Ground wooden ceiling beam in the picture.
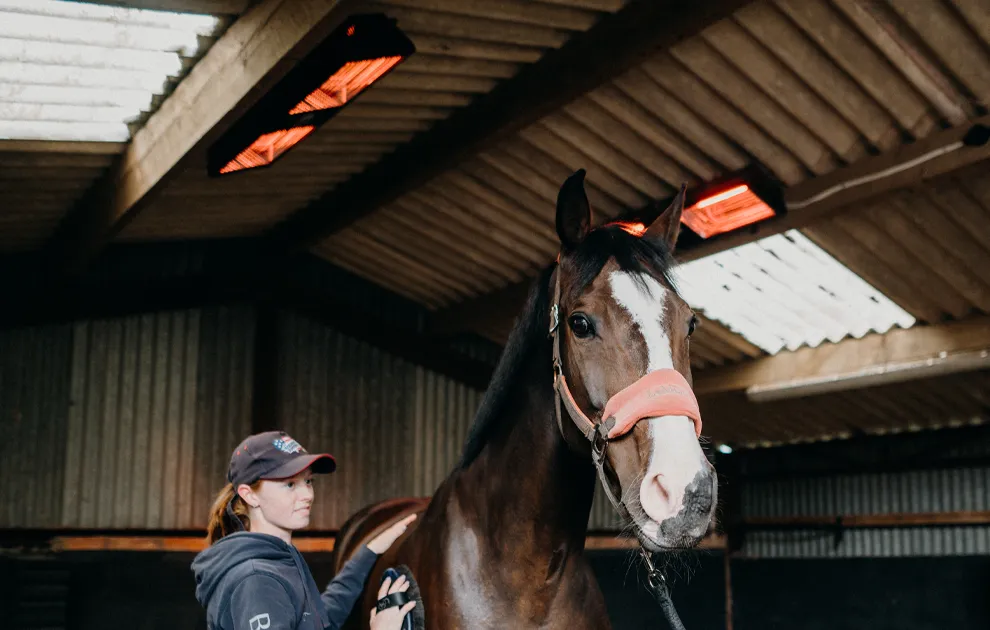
[434,116,990,334]
[267,0,748,252]
[46,0,362,274]
[694,316,990,400]
[70,0,251,15]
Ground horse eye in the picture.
[567,313,595,339]
[688,315,698,337]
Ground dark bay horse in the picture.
[335,170,717,630]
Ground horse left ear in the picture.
[643,184,687,253]
[557,173,591,251]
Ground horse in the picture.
[334,169,718,630]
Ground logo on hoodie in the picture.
[272,435,306,455]
[248,613,272,630]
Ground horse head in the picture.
[550,170,718,551]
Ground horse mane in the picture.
[457,224,676,469]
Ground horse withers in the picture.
[335,170,717,629]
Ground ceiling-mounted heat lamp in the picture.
[207,13,416,177]
[681,167,786,240]
[681,184,776,239]
[613,166,787,250]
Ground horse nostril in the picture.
[639,474,684,523]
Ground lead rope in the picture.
[550,266,687,630]
[639,547,687,630]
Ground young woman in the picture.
[192,431,415,630]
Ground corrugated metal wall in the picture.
[279,313,482,529]
[742,467,990,558]
[0,326,72,527]
[0,308,254,529]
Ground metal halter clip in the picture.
[640,547,667,594]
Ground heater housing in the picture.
[612,166,787,251]
[207,13,416,177]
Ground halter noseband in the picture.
[550,259,701,518]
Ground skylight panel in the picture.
[0,0,221,142]
[674,230,915,354]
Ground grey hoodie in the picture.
[192,532,378,630]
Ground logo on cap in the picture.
[272,435,306,455]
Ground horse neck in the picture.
[457,342,595,555]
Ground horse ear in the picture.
[644,184,687,253]
[557,173,591,250]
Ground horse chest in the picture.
[438,529,609,630]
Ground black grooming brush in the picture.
[378,564,426,630]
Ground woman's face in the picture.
[245,470,313,533]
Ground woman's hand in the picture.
[371,576,416,630]
[368,514,416,556]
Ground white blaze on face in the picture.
[609,271,706,536]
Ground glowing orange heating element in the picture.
[220,125,315,173]
[681,184,774,238]
[289,57,402,114]
[609,221,646,236]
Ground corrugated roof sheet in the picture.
[121,0,624,240]
[0,0,224,142]
[674,230,915,354]
[313,0,990,338]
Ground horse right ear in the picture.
[557,173,591,251]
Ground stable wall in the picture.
[0,308,254,529]
[0,305,619,530]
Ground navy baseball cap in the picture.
[227,431,337,488]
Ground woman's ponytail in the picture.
[206,482,252,545]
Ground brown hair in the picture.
[206,480,261,545]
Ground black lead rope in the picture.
[639,547,687,630]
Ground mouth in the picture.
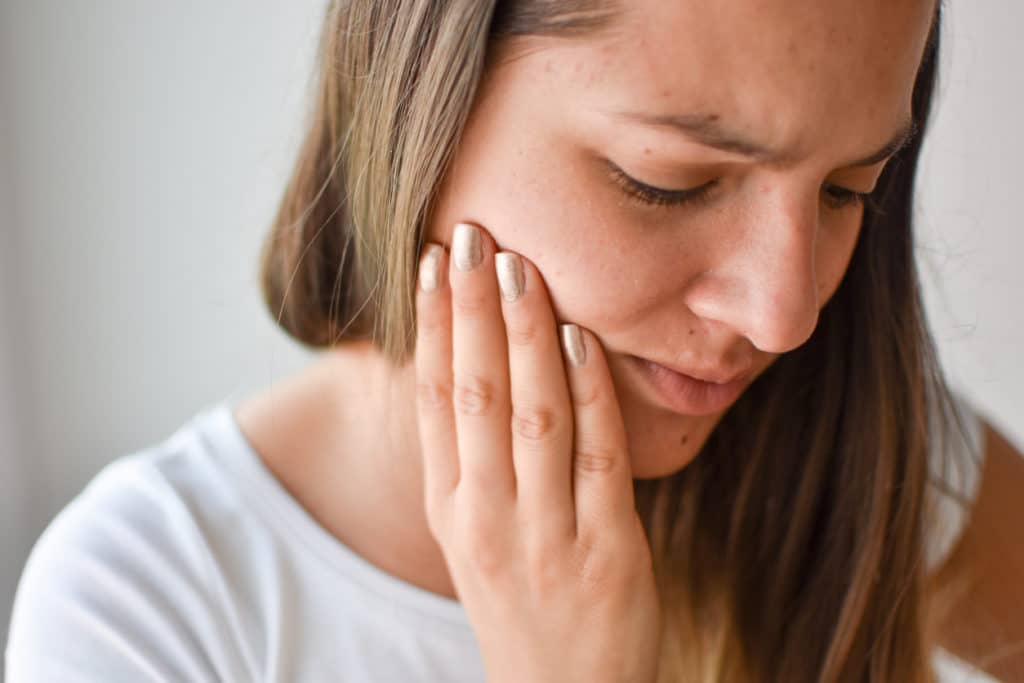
[629,355,750,416]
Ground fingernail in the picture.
[420,244,444,292]
[495,252,526,301]
[558,323,587,368]
[452,223,483,270]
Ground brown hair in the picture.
[256,0,974,683]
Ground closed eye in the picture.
[608,162,871,211]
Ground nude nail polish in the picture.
[559,323,587,368]
[452,223,483,270]
[495,252,526,302]
[420,245,444,292]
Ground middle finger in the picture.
[449,223,515,502]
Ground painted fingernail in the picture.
[558,323,587,368]
[452,223,483,270]
[420,244,444,292]
[495,252,526,301]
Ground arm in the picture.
[927,423,1024,683]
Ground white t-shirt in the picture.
[5,393,980,683]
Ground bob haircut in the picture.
[261,0,964,683]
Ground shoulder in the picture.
[5,409,253,683]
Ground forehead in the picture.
[499,0,935,159]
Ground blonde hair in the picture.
[261,0,974,683]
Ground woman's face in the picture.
[428,0,935,478]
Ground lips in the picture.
[639,358,751,384]
[630,356,750,416]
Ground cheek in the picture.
[815,210,863,308]
[428,131,657,333]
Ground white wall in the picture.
[0,0,325,663]
[0,0,1024,679]
[0,0,34,663]
[919,0,1024,446]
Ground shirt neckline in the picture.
[192,399,470,630]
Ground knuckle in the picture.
[416,380,452,411]
[416,305,449,335]
[512,408,556,441]
[572,444,618,474]
[458,515,508,578]
[524,544,566,599]
[505,321,541,347]
[580,548,624,595]
[455,375,496,416]
[572,382,601,408]
[452,289,489,317]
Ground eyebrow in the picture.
[614,112,916,168]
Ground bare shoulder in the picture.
[928,422,1024,683]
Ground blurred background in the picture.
[0,0,1024,680]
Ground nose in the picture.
[687,187,819,353]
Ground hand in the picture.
[416,224,662,683]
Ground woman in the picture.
[8,0,1024,681]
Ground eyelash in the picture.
[611,165,873,211]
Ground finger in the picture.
[559,325,636,539]
[416,244,459,528]
[495,252,575,539]
[449,223,515,503]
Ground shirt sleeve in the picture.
[925,392,985,572]
[4,457,247,683]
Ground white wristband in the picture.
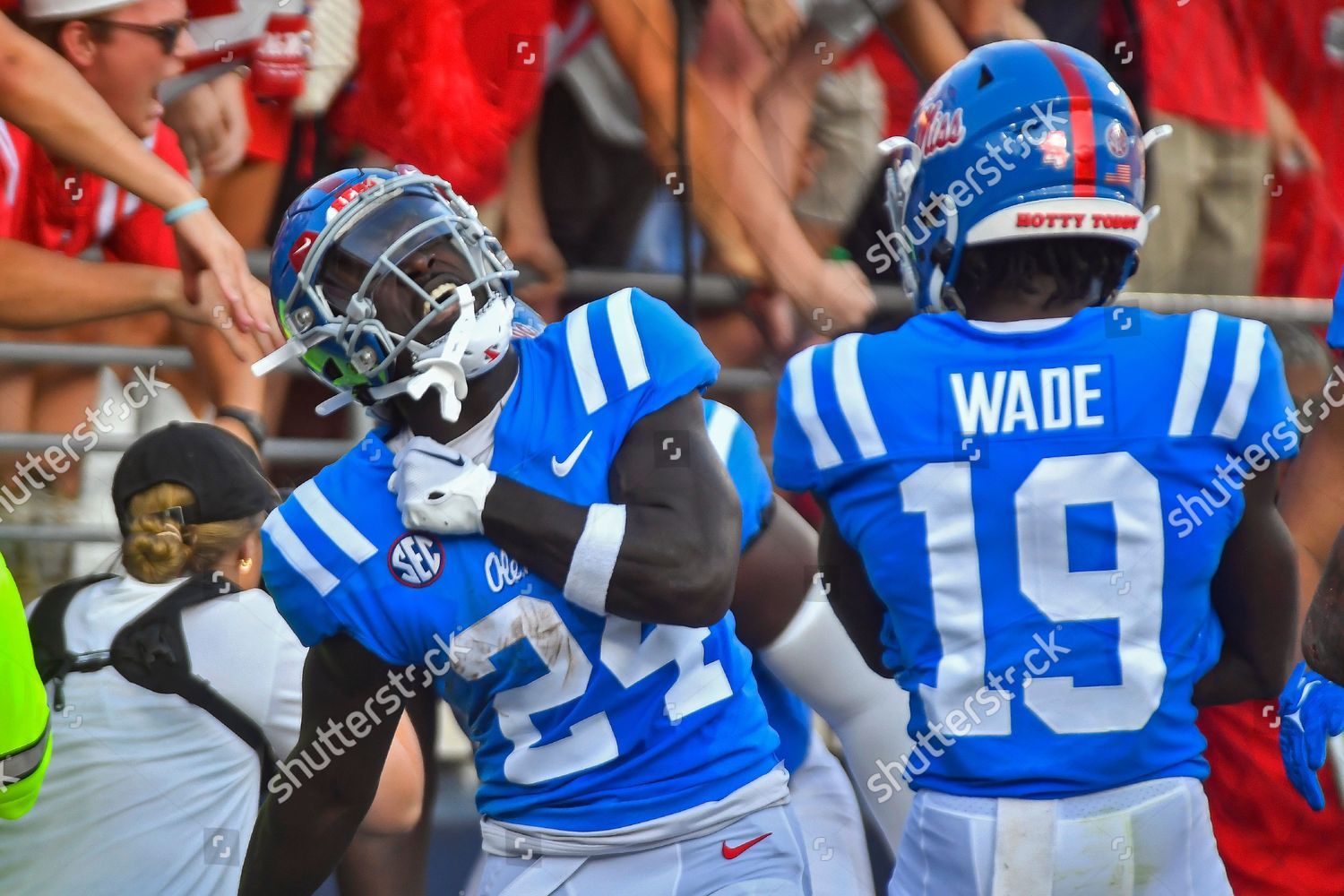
[564,504,625,616]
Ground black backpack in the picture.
[29,573,279,797]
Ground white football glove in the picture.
[387,435,495,535]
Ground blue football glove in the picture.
[1279,662,1344,812]
[387,435,495,535]
[1325,263,1344,348]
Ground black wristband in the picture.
[215,404,266,450]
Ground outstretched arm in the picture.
[389,391,742,627]
[238,635,402,896]
[817,508,892,678]
[733,497,914,856]
[1193,466,1297,707]
[0,16,280,349]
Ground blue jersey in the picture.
[704,401,812,775]
[774,307,1297,798]
[263,290,779,833]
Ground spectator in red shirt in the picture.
[1252,0,1344,298]
[0,0,261,599]
[1129,0,1269,296]
[1199,321,1344,896]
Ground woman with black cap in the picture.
[0,423,424,896]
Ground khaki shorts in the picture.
[793,60,886,231]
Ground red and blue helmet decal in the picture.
[881,40,1148,309]
[271,168,397,332]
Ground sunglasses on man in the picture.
[89,19,188,55]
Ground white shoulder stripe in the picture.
[1214,320,1265,439]
[564,302,607,414]
[1167,307,1218,436]
[832,333,887,461]
[706,401,742,465]
[295,479,378,563]
[607,288,650,390]
[261,511,340,598]
[785,348,840,470]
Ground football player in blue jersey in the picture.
[774,41,1297,896]
[1279,275,1344,812]
[242,169,811,895]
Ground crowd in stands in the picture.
[0,0,1344,892]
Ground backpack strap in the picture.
[29,573,113,712]
[110,573,279,797]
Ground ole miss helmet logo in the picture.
[1040,130,1069,169]
[387,532,444,589]
[916,99,967,159]
[289,229,317,270]
[327,175,383,220]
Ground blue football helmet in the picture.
[254,165,518,422]
[882,40,1171,310]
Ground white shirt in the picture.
[0,578,306,896]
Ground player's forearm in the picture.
[481,468,741,627]
[1303,532,1344,684]
[0,239,183,329]
[0,16,199,208]
[1193,468,1297,705]
[1279,374,1344,572]
[817,513,892,678]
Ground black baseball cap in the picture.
[112,423,280,535]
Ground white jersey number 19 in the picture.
[900,452,1167,735]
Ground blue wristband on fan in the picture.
[164,196,210,224]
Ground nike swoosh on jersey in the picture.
[723,831,774,858]
[551,430,593,476]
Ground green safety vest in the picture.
[0,557,51,818]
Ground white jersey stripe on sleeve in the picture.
[261,511,340,598]
[607,288,650,390]
[785,348,840,470]
[1214,320,1265,439]
[1167,307,1218,436]
[706,401,742,465]
[833,333,887,461]
[564,304,607,414]
[295,479,378,563]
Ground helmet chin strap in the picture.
[406,285,476,423]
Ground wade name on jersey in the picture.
[774,307,1296,799]
[948,363,1107,435]
[263,290,788,850]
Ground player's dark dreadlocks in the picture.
[956,237,1133,316]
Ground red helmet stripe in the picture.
[1038,43,1097,196]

● The task: Format these lines as a JSON list of strings, one string per line, leaving out blank lines and the pictures.

● Exercise output:
[
  "Ground wooden ceiling beam in the picture.",
  "[434,116,990,334]",
  "[267,0,748,252]",
  "[46,0,362,274]",
  "[694,316,990,400]",
  "[70,0,251,15]",
  "Ground horse eye in the picture.",
  "[567,313,595,339]",
  "[688,315,698,337]",
  "Ground dark bay horse in the picture.",
  "[335,170,717,630]",
  "Ground horse left ear in the picture.",
  "[643,184,687,253]",
  "[557,173,591,251]",
  "Ground horse in the picture.",
  "[334,169,718,630]",
  "Ground logo on hoodie in the picture.",
  "[272,435,306,455]",
  "[248,613,272,630]",
  "Ground horse head in the picture.",
  "[550,170,718,551]",
  "Ground horse mane in the picture.",
  "[457,224,676,469]",
  "Ground horse withers in the picture.",
  "[335,170,717,629]",
  "Ground ceiling-mounted heat lamp in the picture.",
  "[207,13,416,177]",
  "[681,167,786,240]",
  "[681,184,776,239]",
  "[613,166,787,250]",
  "Ground horse nostril in the picture.",
  "[639,474,684,523]",
  "Ground lead rope in the picture.",
  "[550,266,687,630]",
  "[639,547,687,630]",
  "Ground young woman in the picture.",
  "[192,431,415,630]",
  "Ground corrugated metal wall in the picture.",
  "[279,313,482,529]",
  "[742,467,990,558]",
  "[0,326,72,527]",
  "[0,308,254,529]",
  "Ground metal halter clip in the picture.",
  "[640,547,667,594]",
  "Ground heater housing in the picture.",
  "[612,166,787,251]",
  "[207,13,416,177]",
  "Ground halter noseband in the picture.",
  "[550,259,701,518]",
  "Ground skylight panel in the picture.",
  "[0,0,221,142]",
  "[674,230,915,354]",
  "Ground grey hoodie in the picture.",
  "[192,532,378,630]",
  "Ground logo on cap in the picture.",
  "[272,435,306,455]",
  "Ground horse neck in the picture.",
  "[457,342,595,555]",
  "Ground horse ear in the picture.",
  "[644,184,687,253]",
  "[557,173,591,250]",
  "Ground horse chest in the picture.",
  "[438,529,609,630]",
  "Ground black grooming brush in the picture.",
  "[378,564,426,630]",
  "Ground woman's face in the picture.",
  "[245,470,313,533]",
  "Ground woman's hand in the picture.",
  "[371,576,416,630]",
  "[368,514,416,556]",
  "Ground white blaze on face in the picture.",
  "[609,271,706,536]",
  "Ground glowing orange heating element in the picture.",
  "[220,125,315,173]",
  "[681,184,774,238]",
  "[289,57,402,114]",
  "[609,221,646,236]",
  "Ground corrugated roof sheet in the picture.",
  "[121,0,624,240]",
  "[0,0,224,142]",
  "[674,230,915,354]",
  "[313,0,990,338]",
  "Ground horse right ear in the picture.",
  "[557,173,591,251]",
  "Ground stable wall in the picture.",
  "[0,308,254,529]",
  "[0,305,619,530]",
  "Ground navy baseball cap in the picture.",
  "[227,431,337,488]",
  "Ground woman's ponytail in the picture.",
  "[206,482,252,545]",
  "Ground brown hair in the picture.",
  "[206,480,261,545]",
  "Ground black lead rope in the picture.",
  "[639,547,687,630]",
  "Ground mouth in the picture.",
  "[629,355,750,416]",
  "Ground fingernail in the picture.",
  "[420,244,444,292]",
  "[495,252,526,301]",
  "[558,323,587,368]",
  "[452,223,483,270]",
  "Ground brown hair in the picture.",
  "[256,0,974,683]",
  "Ground closed eye in the picture.",
  "[608,162,871,211]",
  "Ground nude nail polish in the picture.",
  "[559,323,587,368]",
  "[452,223,483,270]",
  "[495,252,526,302]",
  "[420,245,444,292]",
  "Ground middle finger in the picture.",
  "[449,223,515,502]",
  "Ground painted fingernail in the picture.",
  "[558,323,587,368]",
  "[452,223,483,270]",
  "[420,244,444,292]",
  "[495,252,526,301]",
  "Ground arm in the picture.",
  "[927,423,1024,683]",
  "Ground white t-shirt in the picture.",
  "[5,393,980,683]",
  "Ground bob haircut in the picture.",
  "[261,0,964,683]",
  "Ground shoulder in the picture.",
  "[5,409,253,683]",
  "Ground forehead in the picture.",
  "[499,0,935,159]",
  "Ground blonde hair in the picture.",
  "[261,0,974,683]",
  "Ground woman's face in the picture.",
  "[428,0,935,478]",
  "Ground lips in the picture.",
  "[639,358,751,384]",
  "[630,356,750,416]",
  "Ground cheek in the picture.",
  "[815,210,863,308]",
  "[428,131,657,333]",
  "Ground white wall in the picture.",
  "[0,0,325,663]",
  "[0,0,1024,679]",
  "[0,0,34,663]",
  "[919,0,1024,446]",
  "Ground shirt neckline in the picture.",
  "[192,399,470,630]",
  "Ground knuckle in the picture.",
  "[416,380,452,411]",
  "[416,305,449,335]",
  "[512,408,556,441]",
  "[572,444,618,474]",
  "[458,515,508,578]",
  "[524,544,566,599]",
  "[505,321,541,347]",
  "[580,548,624,595]",
  "[455,375,496,416]",
  "[572,382,601,408]",
  "[452,289,489,317]",
  "Ground eyebrow in the picture.",
  "[614,112,916,168]",
  "Ground bare shoulder in the picture.",
  "[928,422,1024,683]",
  "Ground blurred background in the picture.",
  "[0,0,1024,680]",
  "Ground nose in the picture.",
  "[687,187,819,353]",
  "Ground hand in the picture.",
  "[416,224,662,683]",
  "Ground woman in the picture.",
  "[8,0,1024,681]",
  "Ground eyelash in the picture.",
  "[611,165,873,211]",
  "Ground finger in the picture.",
  "[559,325,636,539]",
  "[416,244,459,528]",
  "[495,252,575,539]",
  "[449,223,515,503]",
  "Ground shirt sleeve in the picture.",
  "[925,392,985,572]",
  "[4,457,247,683]",
  "Ground white wristband in the picture.",
  "[564,504,625,616]",
  "Ground black backpack in the picture.",
  "[29,573,279,797]",
  "Ground white football glove in the picture.",
  "[387,435,495,535]",
  "Ground blue football glove in the picture.",
  "[1279,662,1344,812]",
  "[387,435,495,535]",
  "[1325,263,1344,348]",
  "Ground black wristband in the picture.",
  "[215,404,266,450]",
  "Ground outstretched arm in the picture.",
  "[389,391,742,627]",
  "[238,635,402,896]",
  "[817,508,892,678]",
  "[733,497,914,856]",
  "[1193,466,1297,707]",
  "[0,16,280,349]",
  "Ground blue jersey in the picture.",
  "[704,401,812,775]",
  "[774,307,1297,798]",
  "[263,290,779,833]",
  "Ground spectator in red shirt in the picture.",
  "[1252,0,1344,298]",
  "[0,0,261,599]",
  "[1129,0,1269,296]",
  "[1199,321,1344,896]",
  "Ground woman with black cap in the picture.",
  "[0,423,424,896]",
  "Ground khaki shorts in the picture.",
  "[793,60,886,231]",
  "Ground red and blue helmet decal in the picture.",
  "[881,40,1148,309]",
  "[271,168,397,332]",
  "Ground sunglasses on man in the picture.",
  "[89,19,188,55]",
  "Ground white shoulder stripe in the picture.",
  "[1214,320,1265,439]",
  "[564,302,607,414]",
  "[1167,307,1218,436]",
  "[832,333,887,461]",
  "[706,401,742,465]",
  "[295,479,378,563]",
  "[607,288,650,390]",
  "[261,511,340,598]",
  "[785,348,840,470]",
  "Ground football player in blue jersey in the picture.",
  "[774,41,1297,896]",
  "[1279,275,1344,812]",
  "[242,169,811,895]",
  "Ground crowd in stands in the picture.",
  "[0,0,1344,892]",
  "Ground backpack strap in the picture.",
  "[29,573,113,712]",
  "[110,573,279,797]",
  "Ground ole miss helmet logo in the picture.",
  "[1040,130,1069,169]",
  "[387,532,444,589]",
  "[916,99,967,159]",
  "[289,229,317,270]",
  "[327,175,383,220]",
  "Ground blue football helmet in the picture.",
  "[254,165,518,422]",
  "[882,40,1171,310]",
  "Ground white shirt in the picture.",
  "[0,578,306,896]",
  "Ground player's forearm in the picture.",
  "[481,468,741,627]",
  "[1303,532,1344,684]",
  "[0,239,183,329]",
  "[0,16,199,208]",
  "[1193,468,1297,705]",
  "[1279,374,1344,572]",
  "[817,513,892,678]",
  "Ground black baseball cap in the picture.",
  "[112,423,280,535]",
  "Ground white jersey number 19 in the picture.",
  "[900,452,1167,735]",
  "Ground blue wristband on fan in the picture.",
  "[164,196,210,224]",
  "Ground nike swoosh on jersey in the picture.",
  "[723,831,774,858]",
  "[551,430,593,476]",
  "Ground green safety vest in the picture.",
  "[0,557,51,818]",
  "Ground white jersey stripe on sleeve in the picture.",
  "[261,511,340,598]",
  "[607,288,650,390]",
  "[785,348,840,470]",
  "[1214,320,1265,439]",
  "[1167,307,1218,436]",
  "[706,401,742,465]",
  "[833,333,887,461]",
  "[564,304,607,414]",
  "[295,479,378,563]",
  "Ground helmet chin strap in the picture.",
  "[406,285,476,423]",
  "Ground wade name on jersey in the picture.",
  "[774,307,1296,799]",
  "[948,363,1107,435]",
  "[263,290,788,850]",
  "Ground player's dark dreadlocks in the picture.",
  "[956,237,1133,316]",
  "Ground red helmet stripe in the picture.",
  "[1038,43,1097,196]"
]